PROBLEM A:
List the titles of the books and the Edge pieces named in the symposium text below.

The notion of robustness became my recent obsession. How to be a robust? It's not clear; it's the hard problem — and that's my problem.
THE HARD PROBLEM [5.17.10]
On April 10th, at Harvard, I attended the "Hardest Problems" Symposium at Harvard, inspired by "Hilbert's Problems" — 23 problems presented by the German mathematician David Hilbert in 1900 which were unsolved at the time. The day-long event was organized and hosted by Stephen Kosslyn, a psychologist who is Dean of Social Science in the Faculty of Arts and Sciences at Harvard University — and a frequent Edge contributor (see "What Shape Are a German Shepard's Ears?")
Speakers included: Nick Bostrom, Susan Carey, Nicholas Christakis, James Fowler , Roland Fryer, Claudia Goldin. Gary King, Emily Oster, Ann Swidler, Nassim Taleb, and Richard Zeckhauser.
Nassim Taleb's "specialty and fear and obsession is with small probabilities. We don't quite understand small probabilities". Taleb, author of The Black Swan, notes that "the fundamental problem of small probabilities is that rare events don't show in samples, because they are rare. So when someone makes a statement that this in the financial markets should happen every ten thousand years, visibly they are not making a statement based on empirical evidence, or computation of the odds, but based on what? On some model, some theory.
"...our random variables became more and more complex. We cannot escape it. We can become more robust. There are techniques to become more robust. The notion of robustness became my recent obsession. How to be a robust? It's not clear; it's the hard problem — and that's my problem."
NASSIM NICHOLAS TALEB, essayist and former mathematical trader, is Distinguished Professor of Risk Engineering at New York University’s Polytechnic Institute. He is the author of Fooled by Randomness and the international bestseller The Black Swan.
Further Reading on Edge: "Learning to Expect the Unexpected"; "The Fourth Quadrant: A Map of the Limits of Statistics".
[NASSIM TALEB:] My specialty and fear and obsession is with small probabilities. We don't quite understand small probabilities. Let's discuss. [slide]
You often see in the papers things saying events we just saw should happen every ten thousand years, hundred thousand years, ten billion years. Some faculty here in this university had an event and said that a 10-sigma event should happen every, I don't know how many billion years. Do you ever regard how worrisome it is, when someone makes a statement like that, "it should happen every ten thousand years," particularly when the person is not even two thousand years old?
So the fundamental problem of small probabilities is that rare events don't show in samples, because they are rare. So when someone makes a statement that this in the financial markets should happen every ten thousand years, visibly they are not making a statement based on empirical evidence, or computation of the odds, but based on what? On some model, some theory.
So my telescope problem is as follows. [slide]
Consider the following. The smaller the probability, the less you observe it in a sample, therefore your error rate in computing it is going to be very high. Actually, your relative error rate can be infinite, because you're computing a very, very small probability, so your error rate is monstrous and probably very, very small. The problem we have now is that we don't care about probabilities. Probabilities are something you do in the classroom. What you care about is what you are going to use the probability for, what I have here called lambda of the impact of the event, the effect of the event, the consequence of the event.

[Pointing dataset records]
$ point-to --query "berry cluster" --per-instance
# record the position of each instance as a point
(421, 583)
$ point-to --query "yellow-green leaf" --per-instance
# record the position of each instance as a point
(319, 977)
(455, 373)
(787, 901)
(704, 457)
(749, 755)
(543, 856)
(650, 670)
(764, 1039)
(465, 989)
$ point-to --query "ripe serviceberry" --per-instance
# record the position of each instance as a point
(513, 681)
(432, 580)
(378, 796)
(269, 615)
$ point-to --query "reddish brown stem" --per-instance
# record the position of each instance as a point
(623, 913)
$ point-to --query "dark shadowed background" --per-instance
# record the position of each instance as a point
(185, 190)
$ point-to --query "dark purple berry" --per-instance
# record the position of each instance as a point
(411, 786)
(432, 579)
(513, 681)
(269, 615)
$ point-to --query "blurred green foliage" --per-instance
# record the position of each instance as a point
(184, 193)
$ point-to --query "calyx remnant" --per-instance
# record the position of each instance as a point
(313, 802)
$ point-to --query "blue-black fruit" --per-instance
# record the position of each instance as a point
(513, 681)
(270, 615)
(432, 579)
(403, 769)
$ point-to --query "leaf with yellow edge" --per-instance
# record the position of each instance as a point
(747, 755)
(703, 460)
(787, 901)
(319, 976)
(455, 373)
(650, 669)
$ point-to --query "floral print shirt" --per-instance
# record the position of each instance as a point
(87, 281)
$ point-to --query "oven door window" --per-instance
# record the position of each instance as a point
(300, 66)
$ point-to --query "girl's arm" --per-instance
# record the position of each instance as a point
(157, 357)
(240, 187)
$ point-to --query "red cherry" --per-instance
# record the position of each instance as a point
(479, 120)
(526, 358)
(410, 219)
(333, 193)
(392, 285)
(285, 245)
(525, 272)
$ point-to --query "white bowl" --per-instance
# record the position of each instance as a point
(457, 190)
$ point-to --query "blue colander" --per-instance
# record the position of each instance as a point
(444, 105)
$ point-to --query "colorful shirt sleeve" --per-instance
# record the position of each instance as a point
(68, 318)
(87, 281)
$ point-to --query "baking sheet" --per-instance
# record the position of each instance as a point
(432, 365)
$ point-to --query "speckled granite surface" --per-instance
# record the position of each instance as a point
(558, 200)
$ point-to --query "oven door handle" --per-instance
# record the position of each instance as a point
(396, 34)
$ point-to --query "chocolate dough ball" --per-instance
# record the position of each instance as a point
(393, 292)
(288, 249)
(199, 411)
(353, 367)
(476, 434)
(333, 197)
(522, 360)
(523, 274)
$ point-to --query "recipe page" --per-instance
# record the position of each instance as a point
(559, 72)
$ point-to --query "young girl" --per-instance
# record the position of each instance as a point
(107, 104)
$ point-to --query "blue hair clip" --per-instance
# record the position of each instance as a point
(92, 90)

PROBLEM B:
From the records above, collect every line containing the word "dark". Case counts.

FULL OUTPUT A:
The Black Swan
Fooled by Randomness
"What Shape Are a German Shepard's Ears?"
"Learning to Expect the Unexpected"
"The Fourth Quadrant: A Map of the Limits of Statistics"

FULL OUTPUT B:
$ point-to --query "dark shadowed background" --per-instance
$ point-to --query "dark purple berry" --per-instance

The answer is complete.